## Brief:
Write each entry out again verbatim, pictures excluded.

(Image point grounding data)
────────

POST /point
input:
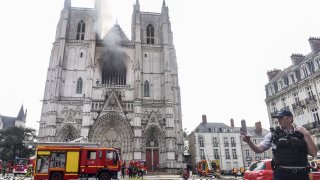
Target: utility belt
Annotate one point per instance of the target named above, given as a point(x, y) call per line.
point(293, 170)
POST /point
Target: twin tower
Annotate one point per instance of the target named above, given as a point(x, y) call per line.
point(109, 89)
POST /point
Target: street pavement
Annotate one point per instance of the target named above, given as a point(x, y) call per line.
point(146, 177)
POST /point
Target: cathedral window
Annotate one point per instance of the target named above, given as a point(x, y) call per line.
point(79, 86)
point(150, 34)
point(114, 71)
point(81, 30)
point(146, 89)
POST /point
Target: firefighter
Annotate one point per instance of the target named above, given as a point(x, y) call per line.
point(4, 169)
point(123, 168)
point(290, 146)
point(235, 172)
point(186, 174)
point(242, 171)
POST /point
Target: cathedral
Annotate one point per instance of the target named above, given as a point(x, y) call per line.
point(118, 92)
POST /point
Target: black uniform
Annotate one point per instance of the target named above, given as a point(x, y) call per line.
point(290, 155)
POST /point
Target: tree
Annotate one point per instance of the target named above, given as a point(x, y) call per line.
point(15, 142)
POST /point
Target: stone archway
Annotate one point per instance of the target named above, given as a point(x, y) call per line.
point(154, 142)
point(67, 133)
point(113, 130)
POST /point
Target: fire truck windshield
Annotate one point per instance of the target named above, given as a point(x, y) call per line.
point(20, 161)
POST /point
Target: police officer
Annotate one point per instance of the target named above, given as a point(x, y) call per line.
point(290, 146)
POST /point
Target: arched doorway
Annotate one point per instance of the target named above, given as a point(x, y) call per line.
point(154, 144)
point(113, 130)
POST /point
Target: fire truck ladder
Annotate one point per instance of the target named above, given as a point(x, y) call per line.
point(209, 165)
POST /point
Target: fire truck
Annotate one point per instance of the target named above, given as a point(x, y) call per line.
point(208, 171)
point(63, 161)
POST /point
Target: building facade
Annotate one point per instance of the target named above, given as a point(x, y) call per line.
point(121, 93)
point(8, 121)
point(297, 88)
point(221, 142)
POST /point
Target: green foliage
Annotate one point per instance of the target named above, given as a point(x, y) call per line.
point(15, 142)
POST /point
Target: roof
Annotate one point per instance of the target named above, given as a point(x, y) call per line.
point(219, 128)
point(8, 121)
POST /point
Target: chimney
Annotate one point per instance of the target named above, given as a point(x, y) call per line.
point(231, 122)
point(243, 126)
point(315, 44)
point(258, 127)
point(296, 58)
point(271, 74)
point(204, 119)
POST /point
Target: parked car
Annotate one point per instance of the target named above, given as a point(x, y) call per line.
point(259, 170)
point(314, 175)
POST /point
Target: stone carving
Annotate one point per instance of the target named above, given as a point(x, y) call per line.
point(67, 133)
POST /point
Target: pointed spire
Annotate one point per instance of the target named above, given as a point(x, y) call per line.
point(164, 6)
point(164, 3)
point(137, 6)
point(67, 4)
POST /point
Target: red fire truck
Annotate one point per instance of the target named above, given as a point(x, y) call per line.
point(76, 160)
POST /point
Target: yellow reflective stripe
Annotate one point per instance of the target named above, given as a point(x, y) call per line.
point(90, 166)
point(44, 152)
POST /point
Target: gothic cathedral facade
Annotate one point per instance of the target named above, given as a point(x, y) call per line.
point(121, 93)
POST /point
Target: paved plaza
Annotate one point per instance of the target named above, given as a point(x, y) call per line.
point(153, 177)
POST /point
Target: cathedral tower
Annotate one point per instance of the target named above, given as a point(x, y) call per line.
point(121, 93)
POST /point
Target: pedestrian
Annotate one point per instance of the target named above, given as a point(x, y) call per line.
point(290, 146)
point(4, 169)
point(123, 167)
point(130, 171)
point(242, 171)
point(235, 172)
point(186, 174)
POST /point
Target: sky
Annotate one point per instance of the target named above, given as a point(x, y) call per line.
point(224, 49)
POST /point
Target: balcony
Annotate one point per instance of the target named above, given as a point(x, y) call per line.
point(298, 104)
point(311, 99)
point(235, 157)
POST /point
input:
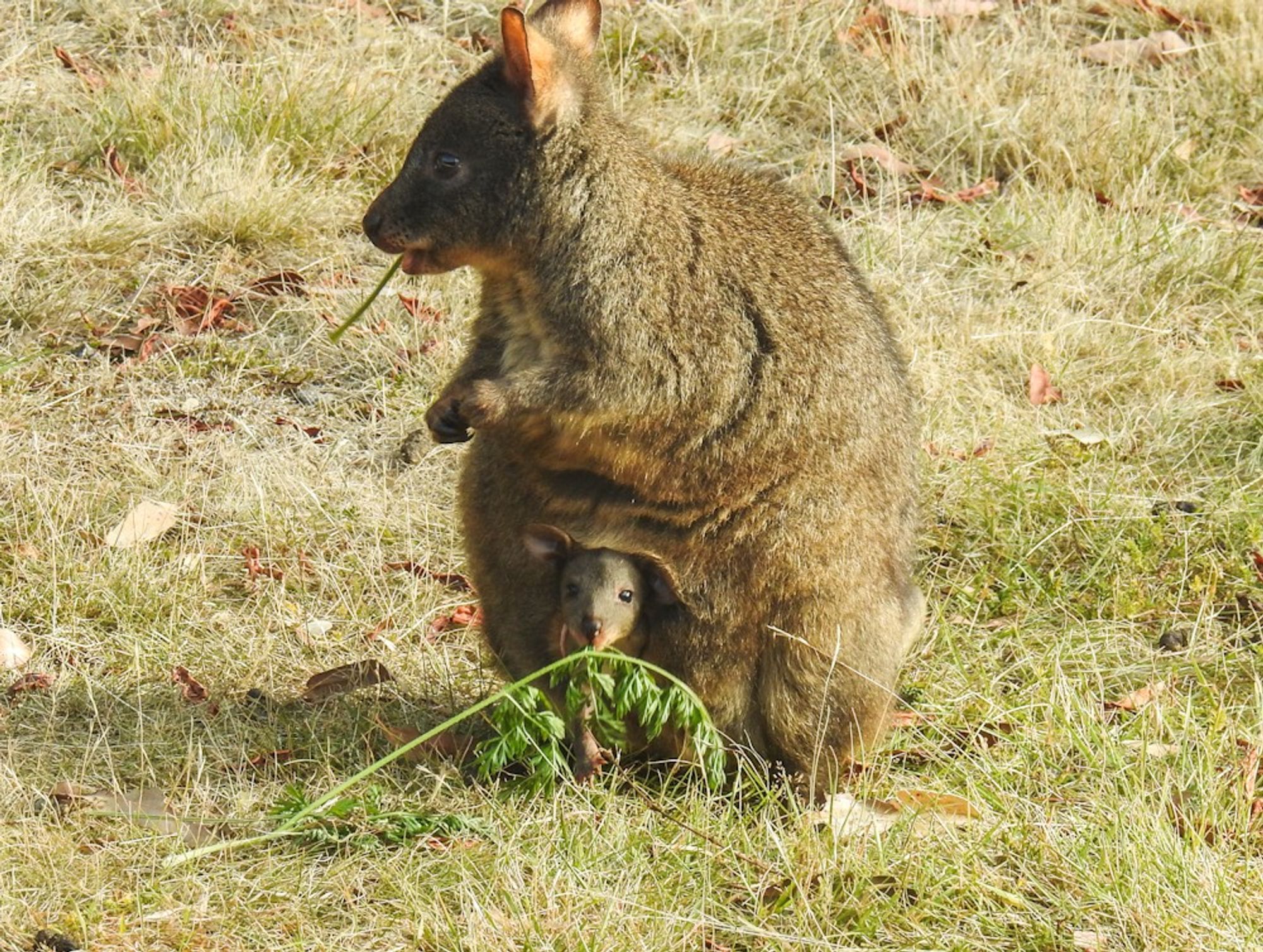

────────

## Exercise output:
POST /point
input:
Target: utility belt
Annotate one point per instance of the target named above, given as a point(x, y) call per line.
point(293, 170)
POST /point
Target: twin tower
Annotate one point per instance of the target named above, given as a point(x, y) call per line.
point(109, 89)
POST /point
Target: street pavement
Annotate one point per instance of the target named above, given as a point(x, y) call per line.
point(146, 177)
POST /point
Target: cathedral window
Annotate one point per instance of the target named above, given as a point(x, y) call per line.
point(79, 86)
point(150, 34)
point(114, 71)
point(81, 30)
point(146, 89)
POST /point
Target: firefighter
Annotate one point per instance of the target named above, given as a point(x, y) call per line.
point(4, 169)
point(123, 168)
point(290, 146)
point(235, 172)
point(186, 174)
point(242, 171)
POST /point
Target: cathedral
Annotate one point per instance of the target named above, given as a point(x, y) call per line.
point(118, 92)
POST /point
Target: black uniform
Annotate one point per instance of the target named above, given as a point(x, y) call per line.
point(290, 155)
POST /point
Target: tree
Annotate one point per instance of the target named above, given as a point(x, y) call per line.
point(15, 142)
POST /point
Target: stone archway
Annotate one point per instance of the target named above, given as a point(x, y) call per line.
point(154, 142)
point(67, 133)
point(113, 130)
POST /point
Target: fire truck windshield
Annotate one point per instance of the target named above, given as a point(x, y) call per line.
point(20, 161)
POST /point
Target: police officer
Annotate one point per instance of the target named above, given as a point(x, y) call per line.
point(290, 146)
POST /point
Target: arched doorway
Annotate one point per instance of the target named above, given as a point(x, y) call per line.
point(154, 144)
point(113, 130)
POST /point
Target: fire truck ladder
Annotate one point per instance of the target named above, given as a point(x, y) call per line.
point(209, 165)
POST /point
Target: fire truck
Annotate one point per instance of the target named above, given as a point(x, y) call per line.
point(208, 171)
point(63, 161)
POST /point
Target: building facade
Annotate one point per instance of the target named above, given as a point(x, y) call per line.
point(121, 93)
point(8, 121)
point(297, 88)
point(221, 142)
POST /point
Target: green foliage
Annotate one point per instance of the target named above, given as a point(x, y) call per line.
point(15, 142)
POST /point
Target: roof
Annotate one point per instance of the target named above, given as a point(x, y) call per line.
point(219, 128)
point(8, 121)
POST /point
Target: chimney
Annotate one point per instance of the target named above, given as a point(x, y) call per line.
point(231, 122)
point(243, 126)
point(315, 44)
point(258, 127)
point(296, 58)
point(271, 74)
point(204, 119)
POST /point
Target: parked car
Annotate one point per instance of the target named above, given as a point(x, y) call per line.
point(259, 170)
point(314, 175)
POST /point
Target: stone carving
Annotate one point per instance of the target named above, given as a point(x, y) call per line.
point(67, 133)
POST /point
Target: pointed spire
Annotate one point per instance of the target named above, given as a point(x, y) call per line.
point(164, 6)
point(164, 3)
point(137, 6)
point(67, 4)
POST /point
Target: red fire truck
Annotate one point per instance of the target named above, given as a point(x, y) call per line.
point(76, 160)
POST /point
Target: yellow reflective stripe
Annotate one point per instance of the target named above, given as a point(x, y) call per line.
point(90, 166)
point(44, 152)
POST /point
Target: gothic cathedral facade
Annotate one point per instance of the target named above, given as a point(x, y) call per line.
point(121, 93)
POST /point
Target: paved plaza
Annotate one point per instance of the target named above, given as a point(x, y) call per line.
point(153, 177)
POST /point
Target: cathedral tower
Annotate one point per instance of the target named above, given as a point(x, y) call per line.
point(121, 93)
POST /point
Target: pedestrian
Annotate one point per instance of the target named above, given as a point(x, y) call per line.
point(290, 146)
point(4, 169)
point(123, 167)
point(130, 171)
point(242, 171)
point(235, 172)
point(186, 174)
POST /point
Target: sky
Annotate one point per instance of the target named above, given as a point(x, y) call per line.
point(224, 49)
POST /point
Target: balcony
Annotate one point per instance of the target named above, given as a point(x, y) call per line.
point(298, 104)
point(311, 99)
point(235, 157)
POST /point
input:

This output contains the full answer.